» DIRECTIONS:
• 1. According to the budget commentary, by roughly how much were 2020/21 tax collections expected to fall short of the 2020 Budget expectations?
• 2. Echo the budget commentary word for word, beginning at the words "Focusing on the" and stopping after "to a minimum.".

» READING PASSAGE:
------------------------------

2021 Budget Commentary
Finance Minister, Mr Tito Mboweni, presented his latest budget speech on 24 February 2021.
Focusing on the tax aspects of the budget speech, Treasury anticipated that tax collections in 2020/21 are expected to be approximately R213 billion less than the 2020 Budget expectations. This shortfall is the largest on record and with the current South African economy combined with the prolonging effect of Covid-19, great concern built up in anticipation of the speech. However, the Budget was more optimistic than expected and tax increases were kept to a minimum.
The relevant taxes that may affect investors during the 2021/2022 financial year are outlined below and we continue to advise clients to contact their Autus Wealth Adviser should they wish to discuss the impact of the latest tax changes on their financial plans. Regularly re-balancing your investment portfolio is key to a successful investment strategy. It is important to consider if your portfolio is aligned with your objectives in every stage of life. Tax-planning is an integral part of re-balancing your financial plan.
Personal Income Tax
An above-inflation increase of 5% has been made to the personal income tax brackets with the highest marginal tax rate for individual taxpayers remaining unchanged at 45% The 2021/2022 personal income tax rates are tabled below.
Other than special trusts, the rate of tax remains at 45% while the corporate income tax rate will be lowered to 27% for companies with years of assessment commencing on or after 1 April 2022. Local dividends tax, foreign dividends and rental remain at a flat rate of 20%.

------------------------------

» SUPPLIED INFORMATION:
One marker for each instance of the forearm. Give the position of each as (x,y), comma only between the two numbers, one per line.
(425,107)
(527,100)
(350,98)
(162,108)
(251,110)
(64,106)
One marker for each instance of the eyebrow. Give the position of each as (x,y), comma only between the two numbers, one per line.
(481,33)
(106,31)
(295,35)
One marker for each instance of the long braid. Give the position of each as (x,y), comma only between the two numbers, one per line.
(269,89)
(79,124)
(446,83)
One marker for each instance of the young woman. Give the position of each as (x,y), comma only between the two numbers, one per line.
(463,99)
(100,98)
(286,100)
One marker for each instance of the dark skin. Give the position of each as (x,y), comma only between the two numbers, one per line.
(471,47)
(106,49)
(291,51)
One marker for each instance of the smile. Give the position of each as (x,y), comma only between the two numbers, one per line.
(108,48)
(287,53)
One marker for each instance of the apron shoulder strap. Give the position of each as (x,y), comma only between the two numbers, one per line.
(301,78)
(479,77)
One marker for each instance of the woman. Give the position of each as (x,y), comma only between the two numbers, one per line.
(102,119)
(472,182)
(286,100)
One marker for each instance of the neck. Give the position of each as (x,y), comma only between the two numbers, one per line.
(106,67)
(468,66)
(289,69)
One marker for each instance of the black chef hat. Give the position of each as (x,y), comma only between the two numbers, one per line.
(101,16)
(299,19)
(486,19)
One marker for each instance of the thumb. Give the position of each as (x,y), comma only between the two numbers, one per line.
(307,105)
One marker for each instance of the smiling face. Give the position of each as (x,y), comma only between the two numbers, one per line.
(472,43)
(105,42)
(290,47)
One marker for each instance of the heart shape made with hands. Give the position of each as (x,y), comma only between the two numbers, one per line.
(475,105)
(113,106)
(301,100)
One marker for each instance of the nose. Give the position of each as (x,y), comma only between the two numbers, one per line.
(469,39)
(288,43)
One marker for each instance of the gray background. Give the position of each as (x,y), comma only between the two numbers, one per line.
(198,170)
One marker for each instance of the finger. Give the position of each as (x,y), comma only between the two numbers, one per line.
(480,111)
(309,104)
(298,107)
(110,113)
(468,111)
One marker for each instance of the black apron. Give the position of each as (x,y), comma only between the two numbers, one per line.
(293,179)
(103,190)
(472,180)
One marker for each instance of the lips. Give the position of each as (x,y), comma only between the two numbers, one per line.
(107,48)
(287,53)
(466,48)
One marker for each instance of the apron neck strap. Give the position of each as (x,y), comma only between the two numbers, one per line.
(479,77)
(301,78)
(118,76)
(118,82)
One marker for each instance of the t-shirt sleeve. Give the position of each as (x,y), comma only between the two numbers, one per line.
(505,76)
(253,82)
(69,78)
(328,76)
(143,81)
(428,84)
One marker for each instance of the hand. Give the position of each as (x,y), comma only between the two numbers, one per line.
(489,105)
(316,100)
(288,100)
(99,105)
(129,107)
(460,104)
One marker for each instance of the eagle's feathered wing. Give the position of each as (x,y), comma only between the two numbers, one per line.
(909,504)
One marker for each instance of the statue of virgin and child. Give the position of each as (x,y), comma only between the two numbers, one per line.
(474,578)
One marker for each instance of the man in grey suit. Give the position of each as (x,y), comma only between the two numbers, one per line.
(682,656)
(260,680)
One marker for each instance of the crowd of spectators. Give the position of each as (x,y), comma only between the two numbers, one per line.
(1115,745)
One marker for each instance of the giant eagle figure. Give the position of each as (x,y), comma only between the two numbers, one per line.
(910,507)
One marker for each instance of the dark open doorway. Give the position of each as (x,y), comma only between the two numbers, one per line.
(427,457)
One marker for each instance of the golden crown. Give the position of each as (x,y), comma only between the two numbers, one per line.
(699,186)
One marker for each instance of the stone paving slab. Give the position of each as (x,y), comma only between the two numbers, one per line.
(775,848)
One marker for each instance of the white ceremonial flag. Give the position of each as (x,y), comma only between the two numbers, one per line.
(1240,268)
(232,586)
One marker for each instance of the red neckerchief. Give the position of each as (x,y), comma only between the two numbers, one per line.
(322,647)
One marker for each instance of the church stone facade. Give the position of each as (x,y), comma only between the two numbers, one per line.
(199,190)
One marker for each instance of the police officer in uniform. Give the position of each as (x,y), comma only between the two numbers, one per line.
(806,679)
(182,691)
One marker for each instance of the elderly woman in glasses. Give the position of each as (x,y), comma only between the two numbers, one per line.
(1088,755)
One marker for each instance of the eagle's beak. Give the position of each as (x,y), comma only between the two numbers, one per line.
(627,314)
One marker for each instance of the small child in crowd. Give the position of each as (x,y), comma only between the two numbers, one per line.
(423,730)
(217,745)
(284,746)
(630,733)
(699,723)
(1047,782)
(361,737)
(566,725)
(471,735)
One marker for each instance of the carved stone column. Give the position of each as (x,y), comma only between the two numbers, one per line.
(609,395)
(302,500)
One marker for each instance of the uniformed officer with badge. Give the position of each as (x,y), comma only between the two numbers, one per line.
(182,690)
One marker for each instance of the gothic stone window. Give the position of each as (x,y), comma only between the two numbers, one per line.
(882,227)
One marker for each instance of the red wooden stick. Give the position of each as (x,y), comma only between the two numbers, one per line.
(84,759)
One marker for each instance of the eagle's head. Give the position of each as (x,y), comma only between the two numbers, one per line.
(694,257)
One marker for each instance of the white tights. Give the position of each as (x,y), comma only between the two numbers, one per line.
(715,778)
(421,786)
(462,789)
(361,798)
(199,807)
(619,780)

------------------------------

» RESPONSES PER TASK:
• 1. Approximately R213 billion.

• 2.
Focusing on the tax aspects of the budget speech, Treasury anticipated that tax collections in 2020/21 are expected to be approximately R213 billion less than the 2020 Budget expectations. This shortfall is the largest on record and with the current South African economy combined with the prolonging effect of Covid-19, great concern built up in anticipation of the speech. However, the Budget was more optimistic than expected and tax increases were kept to a minimum.